*Excerpted text:*
================================

Enigma Knowledge

Glossary

Ground Truth: Verified Data from Primary Sources

February 5, 2026

Understand ground truth in business data—verified, authoritative information from primary sources rather than estimates or models.

Ground truth is verified, authoritative data derived from primary sources rather than estimates, models, or aggregated signals. In business verification, ground truth comes from official registries, observed transactions, and validated operating data—not inferred or modeled attributes.

Ground Truth vs. Estimates

Much business data is estimated or modeled:

Revenue

  • Estimate: Modeled from employee count and industry
  • Ground Truth: Actual transaction data

Employee count

  • Estimate: Inferred from office size
  • Ground Truth: Payroll records

Operating status

  • Estimate: Assumed from last filing date
  • Ground Truth: Observed recent transactions

Location

  • Estimate: Registered address
  • Ground Truth: Verified operating site

Estimates have their place, but high-stakes decisions require ground truth.

Why Ground Truth Matters

Verification Accuracy

Estimates can be wildly wrong:

  • A company might file in Delaware but have zero Delaware presence
  • Revenue models assume industry averages; actual businesses vary enormously
  • A business might be registered but never actually operated

Ground truth tells you what's real.

Risk Assessment

Risk models built on estimates inherit their errors:

  • Overestimated revenue → underestimated risk
  • Assumed active status → missed business closures
  • Modeled employee count → wrong industry classification

Ground truth enables accurate risk scoring.

Regulatory Compliance

Regulators expect verified information:

  • KYB requires confirming business legitimacy
  • CDD requires understanding the customer
  • EDD requires source of funds verification

"We estimated they were legitimate" doesn't satisfy examiners.

Sources of Ground Truth

Official Registries

  • Secretary of State filings (entity existence, officers, registered agent)
  • IRS records (EIN, tax status)
  • State licensing databases (professional licenses, permits)
  • Court records (liens, judgments, bankruptcies)

Transaction Data

  • Card transaction records (actual revenue, operating status)
  • Banking data (account activity, cash flow)
  • Payment processor records (processing volume)

Direct Verification

  • Site visits (physical presence)
  • Utility records (operational indicators)

================================

(Stored items)
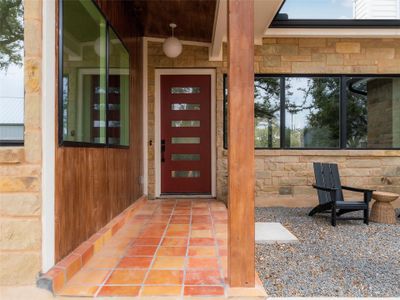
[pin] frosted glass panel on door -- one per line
(182, 123)
(185, 140)
(187, 174)
(185, 90)
(185, 106)
(185, 157)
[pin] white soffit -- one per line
(264, 12)
(333, 32)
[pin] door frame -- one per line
(157, 127)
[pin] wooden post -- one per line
(241, 271)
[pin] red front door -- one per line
(186, 134)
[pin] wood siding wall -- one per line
(93, 185)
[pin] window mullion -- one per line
(283, 112)
(343, 113)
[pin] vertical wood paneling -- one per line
(93, 185)
(241, 272)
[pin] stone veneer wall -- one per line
(20, 171)
(283, 177)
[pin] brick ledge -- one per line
(59, 274)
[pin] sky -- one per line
(318, 9)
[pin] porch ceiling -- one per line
(195, 18)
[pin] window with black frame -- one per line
(312, 112)
(325, 112)
(94, 79)
(373, 112)
(12, 73)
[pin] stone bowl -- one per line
(384, 196)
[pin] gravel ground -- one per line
(349, 260)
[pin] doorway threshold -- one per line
(185, 196)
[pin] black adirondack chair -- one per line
(330, 195)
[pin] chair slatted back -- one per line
(327, 175)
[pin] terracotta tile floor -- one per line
(168, 248)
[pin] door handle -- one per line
(162, 150)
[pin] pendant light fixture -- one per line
(172, 47)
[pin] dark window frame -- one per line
(331, 23)
(343, 103)
(61, 141)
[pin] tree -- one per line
(11, 33)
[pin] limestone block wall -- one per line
(20, 171)
(283, 177)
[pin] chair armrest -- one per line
(322, 188)
(367, 192)
(354, 189)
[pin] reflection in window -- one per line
(185, 90)
(312, 112)
(339, 10)
(12, 73)
(84, 64)
(118, 92)
(267, 112)
(373, 112)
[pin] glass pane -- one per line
(185, 156)
(84, 73)
(185, 90)
(12, 73)
(185, 174)
(312, 112)
(185, 106)
(118, 92)
(373, 112)
(181, 123)
(267, 93)
(267, 112)
(185, 140)
(343, 9)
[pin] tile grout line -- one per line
(122, 257)
(216, 245)
(186, 263)
(158, 248)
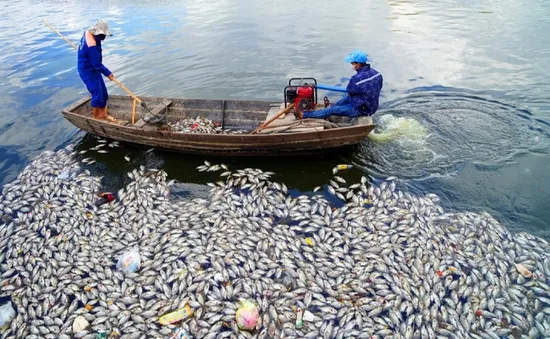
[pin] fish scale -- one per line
(382, 256)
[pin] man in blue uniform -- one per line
(363, 91)
(91, 68)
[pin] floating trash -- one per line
(7, 313)
(247, 315)
(399, 266)
(129, 262)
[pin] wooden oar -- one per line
(115, 80)
(264, 125)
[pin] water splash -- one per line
(391, 128)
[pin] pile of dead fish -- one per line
(385, 264)
(201, 125)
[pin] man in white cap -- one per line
(91, 68)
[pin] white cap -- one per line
(100, 27)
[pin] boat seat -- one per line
(165, 103)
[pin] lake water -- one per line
(465, 107)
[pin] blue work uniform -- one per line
(363, 96)
(91, 69)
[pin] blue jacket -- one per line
(90, 60)
(364, 90)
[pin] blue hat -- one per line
(357, 56)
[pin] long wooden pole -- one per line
(62, 37)
(264, 125)
(115, 80)
(134, 112)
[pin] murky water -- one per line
(465, 106)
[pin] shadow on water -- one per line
(301, 174)
(468, 148)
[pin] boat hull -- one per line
(219, 144)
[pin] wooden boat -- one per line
(231, 114)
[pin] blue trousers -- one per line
(97, 89)
(341, 108)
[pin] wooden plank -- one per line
(165, 103)
(295, 130)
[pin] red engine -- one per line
(303, 96)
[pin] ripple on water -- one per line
(433, 133)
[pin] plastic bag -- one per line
(178, 315)
(247, 315)
(7, 313)
(129, 261)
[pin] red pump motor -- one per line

================================

*Tasks for this exercise:*
1: Decide whether each statement below agrees with the ground truth glossary entry, answering yes or no and quoting the exact words of the entry that settle it. (a) An estimated employee count is inferred from office size. (b) Court records appear among the sources of transaction data. (c) Overestimated revenue leads to overestimated risk.
2: Transcribe the ground truth glossary entry from "Sources of Ground" up to and including "(professional licenses, permits)".

*Solutions to the problems:*
1:
(a) Yes: "Estimate: Inferred from office size"
(b) No: "Court records (liens, judgments, bankruptcies)" is listed under "Official Registries"
(c) No: "Overestimated revenue → underestimated risk"

2:
Sources of Ground Truth

Official Registries

  • Secretary of State filings (entity existence, officers, registered agent)
  • IRS records (EIN, tax status)
  • State licensing databases (professional licenses, permits)